#### What you are asked to do:
The records, repeated exactly and in full, are the expected answer.

#### Dataset excerpts:
****************
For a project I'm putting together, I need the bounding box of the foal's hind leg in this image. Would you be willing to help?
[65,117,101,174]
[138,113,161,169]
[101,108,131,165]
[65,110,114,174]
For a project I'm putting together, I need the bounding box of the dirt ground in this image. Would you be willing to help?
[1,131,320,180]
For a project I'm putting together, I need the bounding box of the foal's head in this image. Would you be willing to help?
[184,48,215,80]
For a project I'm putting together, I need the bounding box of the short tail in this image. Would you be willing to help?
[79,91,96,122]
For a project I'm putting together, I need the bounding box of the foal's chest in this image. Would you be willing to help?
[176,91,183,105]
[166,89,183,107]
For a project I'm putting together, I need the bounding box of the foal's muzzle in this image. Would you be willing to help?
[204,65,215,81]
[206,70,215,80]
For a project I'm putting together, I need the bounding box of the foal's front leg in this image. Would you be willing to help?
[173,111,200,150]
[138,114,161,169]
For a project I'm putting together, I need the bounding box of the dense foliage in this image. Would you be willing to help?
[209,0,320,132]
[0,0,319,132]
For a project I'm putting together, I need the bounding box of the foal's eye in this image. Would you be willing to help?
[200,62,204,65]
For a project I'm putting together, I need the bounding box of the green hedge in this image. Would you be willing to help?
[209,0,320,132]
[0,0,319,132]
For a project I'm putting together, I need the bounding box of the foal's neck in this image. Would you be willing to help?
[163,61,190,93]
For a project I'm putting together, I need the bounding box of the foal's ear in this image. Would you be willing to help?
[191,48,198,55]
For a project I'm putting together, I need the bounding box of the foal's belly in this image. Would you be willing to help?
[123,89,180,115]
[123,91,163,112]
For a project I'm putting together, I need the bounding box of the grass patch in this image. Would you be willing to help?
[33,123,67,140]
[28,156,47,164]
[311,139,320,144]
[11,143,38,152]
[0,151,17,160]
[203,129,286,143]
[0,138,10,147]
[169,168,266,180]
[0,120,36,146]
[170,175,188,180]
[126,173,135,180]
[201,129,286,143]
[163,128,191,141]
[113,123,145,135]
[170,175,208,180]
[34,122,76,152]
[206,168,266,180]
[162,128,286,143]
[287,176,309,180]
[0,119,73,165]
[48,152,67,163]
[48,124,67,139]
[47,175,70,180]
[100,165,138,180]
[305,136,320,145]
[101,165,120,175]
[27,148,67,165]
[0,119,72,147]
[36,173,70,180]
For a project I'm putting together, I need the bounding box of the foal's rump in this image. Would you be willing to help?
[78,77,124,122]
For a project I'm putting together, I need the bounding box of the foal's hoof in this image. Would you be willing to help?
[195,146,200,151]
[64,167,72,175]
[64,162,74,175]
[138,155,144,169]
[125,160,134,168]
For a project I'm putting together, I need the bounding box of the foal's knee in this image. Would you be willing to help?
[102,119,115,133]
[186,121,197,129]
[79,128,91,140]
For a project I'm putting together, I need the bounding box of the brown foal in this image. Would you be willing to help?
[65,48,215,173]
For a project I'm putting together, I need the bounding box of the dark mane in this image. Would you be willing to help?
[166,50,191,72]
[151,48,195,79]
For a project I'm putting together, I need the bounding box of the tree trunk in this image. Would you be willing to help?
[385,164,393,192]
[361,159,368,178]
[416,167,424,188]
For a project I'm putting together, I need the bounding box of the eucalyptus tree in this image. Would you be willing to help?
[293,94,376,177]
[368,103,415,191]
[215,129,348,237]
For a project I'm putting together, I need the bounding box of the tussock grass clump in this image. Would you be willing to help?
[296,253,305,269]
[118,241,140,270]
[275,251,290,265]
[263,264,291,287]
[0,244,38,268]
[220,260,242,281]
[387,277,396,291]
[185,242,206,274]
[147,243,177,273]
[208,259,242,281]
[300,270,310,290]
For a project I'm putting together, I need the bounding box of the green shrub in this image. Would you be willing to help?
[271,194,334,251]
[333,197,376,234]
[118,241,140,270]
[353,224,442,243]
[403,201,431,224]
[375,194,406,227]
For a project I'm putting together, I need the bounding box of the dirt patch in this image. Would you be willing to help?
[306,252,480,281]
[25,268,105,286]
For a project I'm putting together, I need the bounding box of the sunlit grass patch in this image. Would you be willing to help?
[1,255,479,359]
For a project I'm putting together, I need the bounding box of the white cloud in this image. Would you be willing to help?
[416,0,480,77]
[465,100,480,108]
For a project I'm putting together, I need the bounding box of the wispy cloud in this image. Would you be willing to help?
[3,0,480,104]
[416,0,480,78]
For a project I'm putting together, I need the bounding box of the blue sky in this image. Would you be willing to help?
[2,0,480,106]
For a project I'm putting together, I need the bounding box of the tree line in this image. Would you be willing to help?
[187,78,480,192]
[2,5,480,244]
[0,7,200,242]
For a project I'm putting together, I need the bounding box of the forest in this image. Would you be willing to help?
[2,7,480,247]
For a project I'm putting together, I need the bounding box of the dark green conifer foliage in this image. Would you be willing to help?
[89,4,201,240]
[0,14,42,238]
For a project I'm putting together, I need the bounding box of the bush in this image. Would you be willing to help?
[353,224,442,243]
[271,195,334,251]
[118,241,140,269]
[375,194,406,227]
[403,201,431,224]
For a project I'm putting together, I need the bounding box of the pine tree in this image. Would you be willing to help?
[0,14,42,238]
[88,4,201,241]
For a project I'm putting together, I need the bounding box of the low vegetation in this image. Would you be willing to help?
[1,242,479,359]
****************
#### Exercise answer:
For a project I'm putting together, I need the bounding box of the foal's hind leg in this image. Would you be willing to help?
[65,117,101,174]
[138,113,161,169]
[101,108,131,165]
[65,110,114,174]
For a project I'm putting together, I need the bounding box of the dirt ground in this image. Would you be willing to help?
[1,131,320,180]
For a project I'm putting together, I need the bounding box of the foal's head in this image. Would you be willing to help?
[184,48,215,80]
For a project I'm putting together, I need the bounding box of the short tail in this image. Would you be willing to help?
[79,91,96,122]
For a project I'm putting together, I need the bounding box of the foal's chest in this image. Would you be willing to help?
[176,91,183,105]
[166,89,183,107]
For a project I'm putting together, I need the bounding box of the foal's muzzle in this image. Would you be willing to help?
[204,65,215,81]
[206,70,215,80]
For a project I'm putting together, I need the bounding box of the foal's front leg in this image. Would you be willing to help?
[173,111,200,150]
[138,114,161,169]
For a project I'm putting together, I need the bounding box of the dense foliage in this image. Would you be willing to help?
[209,0,320,132]
[0,0,319,132]
For a project I'm putting together, I need the bounding box of the foal's eye in this image. Would you be willing to help?
[200,62,204,65]
For a project I'm putting together, I need the bounding box of the green hedge in this image. Would you be willing to help?
[209,0,320,132]
[0,0,319,132]
For a project I'm putting together, I need the bounding box of the foal's neck in this image. Would you be willing to help?
[163,61,190,93]
For a project I'm putting together, I need the bounding box of the foal's ear in this image. Would you be willing to help?
[191,48,198,55]
For a project I'm putting together, I need the bounding box of the foal's belly in this image. Would you be willing to help?
[123,89,180,115]
[123,91,163,112]
For a project I'm putting together, I need the bounding box of the grass patch in this image. Would you be willing to help?
[33,123,67,140]
[28,156,47,164]
[311,139,320,144]
[11,143,38,152]
[0,151,17,160]
[203,129,286,143]
[0,138,10,147]
[169,168,266,180]
[0,120,36,146]
[170,175,188,180]
[126,173,135,180]
[201,129,286,143]
[163,128,191,141]
[113,123,145,135]
[170,175,208,180]
[34,122,76,152]
[206,168,266,180]
[162,128,286,143]
[287,176,309,180]
[0,119,73,165]
[48,152,67,163]
[48,124,67,139]
[47,175,70,180]
[100,165,138,180]
[305,136,320,145]
[101,165,120,175]
[27,148,67,165]
[0,119,72,147]
[36,173,70,180]
For a project I'm putting together, I need the bounding box of the foal's rump in this image. Would you be willing to help?
[78,77,124,122]
For a project I'm putting together, I need the bounding box of the foal's hoof in this image. Would you be willing to help?
[195,146,200,151]
[64,167,72,175]
[64,162,74,175]
[138,155,144,169]
[125,160,134,168]
For a project I'm putting together, I need the bounding box of the foal's knee in this image. Would you be willing to help?
[102,119,115,133]
[186,121,197,129]
[79,128,91,140]
For a project I'm putting together, I need the bounding box of the brown foal in this image. Would you be willing to help?
[65,48,215,173]
For a project I'm putting together, I need the bounding box of the dark mane in this image. Would you be willing to help?
[166,50,191,72]
[151,48,195,79]
For a project I'm putting together, I need the bounding box of the tree trunk in this image. Would you be willing to help?
[385,164,393,192]
[361,159,368,178]
[416,167,424,188]
For a project I'm putting together, I need the bounding box of the eucalyptus tree in this image. Would you be willing to help?
[293,94,376,177]
[368,103,415,191]
[215,129,348,237]
For a project I'm putting together, I need the bounding box of the tussock grass clump in this image. Would you be willing to help?
[296,253,305,269]
[118,241,140,270]
[275,251,290,265]
[263,264,291,287]
[0,244,38,268]
[220,260,242,281]
[387,277,396,291]
[185,242,206,274]
[147,243,177,273]
[208,259,242,281]
[300,270,310,290]
For a project I'm putting together, I need the bounding box of the green shrub in this image. Would you be willing to help?
[271,194,334,251]
[333,197,376,234]
[118,241,140,270]
[353,224,442,243]
[403,201,431,224]
[375,194,406,227]
For a project I'm putting together, I need the bounding box of the dirt patch in this image. Would you be willing to help?
[306,252,480,281]
[25,268,105,286]
For a project I'm putting together, I need the bounding box of the sunlit grass patch in this image. Would you be willing to help?
[1,255,479,359]
For a project I'm putting together, I need the bounding box of the white cloud in this image. Would you be willing to help?
[416,0,480,77]
[465,100,480,108]
For a project I'm putting together, I need the bounding box of the wispy cloud in this image. Would you be willing to help?
[3,0,480,104]
[416,0,480,78]
For a project I'm putting together, I need the bounding box of the blue sky in this image. Would you be willing to help?
[2,0,480,106]
For a project I'm putting together, I need the bounding box of the tree line in this image. Would you be willing to help?
[187,78,480,192]
[2,5,480,244]
[0,7,200,242]
For a project I'm putting together, I need the bounding box of the forest in this image. Would you be willing to help?
[2,7,480,247]
For a project I'm putting together, I need the bounding box of the dark green conifer foliage in this image. Would you be willing to help?
[89,4,201,240]
[0,14,42,238]
For a project I'm putting together, I need the bounding box of the bush in this image. Would you be willing to help?
[353,224,442,243]
[271,195,334,251]
[118,241,140,269]
[375,194,406,227]
[403,201,431,224]
For a project I'm putting together, I need the bounding box of the pine tree in this image. Would you be willing to help?
[0,14,42,238]
[88,4,201,241]
For a project I'm putting together, I need the bounding box of the low vegetation in this image. Would you be willing to help?
[1,242,479,359]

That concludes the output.